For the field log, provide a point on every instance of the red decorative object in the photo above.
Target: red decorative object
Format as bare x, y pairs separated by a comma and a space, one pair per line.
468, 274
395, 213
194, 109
──────────
Count the lines in the records above that contain the string "object". Give only the number.

Full output
2